-- CHALLENGE --
Filter the data below, keeping each line that contains the word "white" and copying those lines out. Treat case as significant.

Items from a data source
--------------------------------

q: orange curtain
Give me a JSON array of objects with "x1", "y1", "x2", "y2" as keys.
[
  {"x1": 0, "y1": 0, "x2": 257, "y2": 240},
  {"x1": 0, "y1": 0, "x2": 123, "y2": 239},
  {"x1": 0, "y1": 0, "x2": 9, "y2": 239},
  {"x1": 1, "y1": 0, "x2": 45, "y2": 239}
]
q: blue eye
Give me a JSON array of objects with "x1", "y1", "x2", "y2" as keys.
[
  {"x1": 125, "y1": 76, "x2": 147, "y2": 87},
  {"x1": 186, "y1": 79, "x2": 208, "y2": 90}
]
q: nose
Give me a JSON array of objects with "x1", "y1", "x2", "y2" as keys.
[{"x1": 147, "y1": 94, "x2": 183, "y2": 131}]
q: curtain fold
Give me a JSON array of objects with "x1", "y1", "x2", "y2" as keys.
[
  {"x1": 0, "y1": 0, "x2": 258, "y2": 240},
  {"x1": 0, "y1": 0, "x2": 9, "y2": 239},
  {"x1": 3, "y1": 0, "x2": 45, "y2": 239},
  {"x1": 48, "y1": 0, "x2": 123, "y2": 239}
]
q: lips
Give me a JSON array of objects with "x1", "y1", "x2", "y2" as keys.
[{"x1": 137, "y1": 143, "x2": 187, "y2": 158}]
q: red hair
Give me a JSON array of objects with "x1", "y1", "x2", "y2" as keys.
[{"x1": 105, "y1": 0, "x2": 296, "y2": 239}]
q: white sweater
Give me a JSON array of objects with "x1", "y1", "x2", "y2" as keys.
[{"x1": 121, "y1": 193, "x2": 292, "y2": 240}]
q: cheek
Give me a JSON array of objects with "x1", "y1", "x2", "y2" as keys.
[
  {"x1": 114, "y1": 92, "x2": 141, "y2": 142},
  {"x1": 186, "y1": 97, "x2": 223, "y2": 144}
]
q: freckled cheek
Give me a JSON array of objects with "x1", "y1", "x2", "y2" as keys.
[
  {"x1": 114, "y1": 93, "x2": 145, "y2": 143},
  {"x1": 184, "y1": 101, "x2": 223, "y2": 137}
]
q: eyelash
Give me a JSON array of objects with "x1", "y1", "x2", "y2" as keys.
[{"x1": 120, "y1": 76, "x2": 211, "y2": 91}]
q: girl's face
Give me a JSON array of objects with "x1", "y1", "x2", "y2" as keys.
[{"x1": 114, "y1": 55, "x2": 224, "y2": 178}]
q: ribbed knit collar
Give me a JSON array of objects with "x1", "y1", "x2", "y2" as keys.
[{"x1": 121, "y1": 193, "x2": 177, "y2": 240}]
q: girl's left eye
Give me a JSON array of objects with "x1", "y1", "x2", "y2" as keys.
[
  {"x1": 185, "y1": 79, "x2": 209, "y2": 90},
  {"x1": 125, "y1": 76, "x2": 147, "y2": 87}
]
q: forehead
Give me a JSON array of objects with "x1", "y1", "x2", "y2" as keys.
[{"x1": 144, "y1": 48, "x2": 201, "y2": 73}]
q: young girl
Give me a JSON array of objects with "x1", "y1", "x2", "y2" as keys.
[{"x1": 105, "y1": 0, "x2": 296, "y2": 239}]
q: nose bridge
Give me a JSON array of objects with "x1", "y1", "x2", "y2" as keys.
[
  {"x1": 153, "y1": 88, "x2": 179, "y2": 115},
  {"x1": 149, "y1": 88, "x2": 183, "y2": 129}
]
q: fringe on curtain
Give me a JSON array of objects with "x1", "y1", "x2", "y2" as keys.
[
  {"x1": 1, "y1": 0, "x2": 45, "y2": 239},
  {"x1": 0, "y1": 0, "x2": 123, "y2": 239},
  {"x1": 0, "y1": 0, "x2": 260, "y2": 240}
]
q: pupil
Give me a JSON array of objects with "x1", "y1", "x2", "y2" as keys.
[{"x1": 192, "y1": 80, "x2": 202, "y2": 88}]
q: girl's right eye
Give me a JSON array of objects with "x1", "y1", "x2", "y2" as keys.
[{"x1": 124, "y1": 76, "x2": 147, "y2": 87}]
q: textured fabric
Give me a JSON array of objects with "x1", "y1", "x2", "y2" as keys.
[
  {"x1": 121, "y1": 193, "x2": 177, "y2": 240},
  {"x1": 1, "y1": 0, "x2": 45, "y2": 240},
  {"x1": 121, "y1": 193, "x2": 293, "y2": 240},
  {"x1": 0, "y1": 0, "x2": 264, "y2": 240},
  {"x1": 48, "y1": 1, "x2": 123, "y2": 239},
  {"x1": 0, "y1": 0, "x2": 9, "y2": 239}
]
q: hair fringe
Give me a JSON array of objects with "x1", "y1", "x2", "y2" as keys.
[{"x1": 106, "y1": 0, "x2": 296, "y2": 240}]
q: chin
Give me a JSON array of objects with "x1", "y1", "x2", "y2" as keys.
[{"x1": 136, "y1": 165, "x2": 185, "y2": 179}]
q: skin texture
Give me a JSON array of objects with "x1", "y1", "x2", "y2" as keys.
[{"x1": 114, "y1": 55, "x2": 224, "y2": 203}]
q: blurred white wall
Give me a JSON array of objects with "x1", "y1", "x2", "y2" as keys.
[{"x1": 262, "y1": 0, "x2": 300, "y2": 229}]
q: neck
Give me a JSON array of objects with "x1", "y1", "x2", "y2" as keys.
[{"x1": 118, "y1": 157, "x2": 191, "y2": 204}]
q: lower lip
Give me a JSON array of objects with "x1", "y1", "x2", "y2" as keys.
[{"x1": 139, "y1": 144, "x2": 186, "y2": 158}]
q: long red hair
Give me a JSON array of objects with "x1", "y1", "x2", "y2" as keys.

--------------------------------

-- ANSWER --
q: white sweater
q: blurred white wall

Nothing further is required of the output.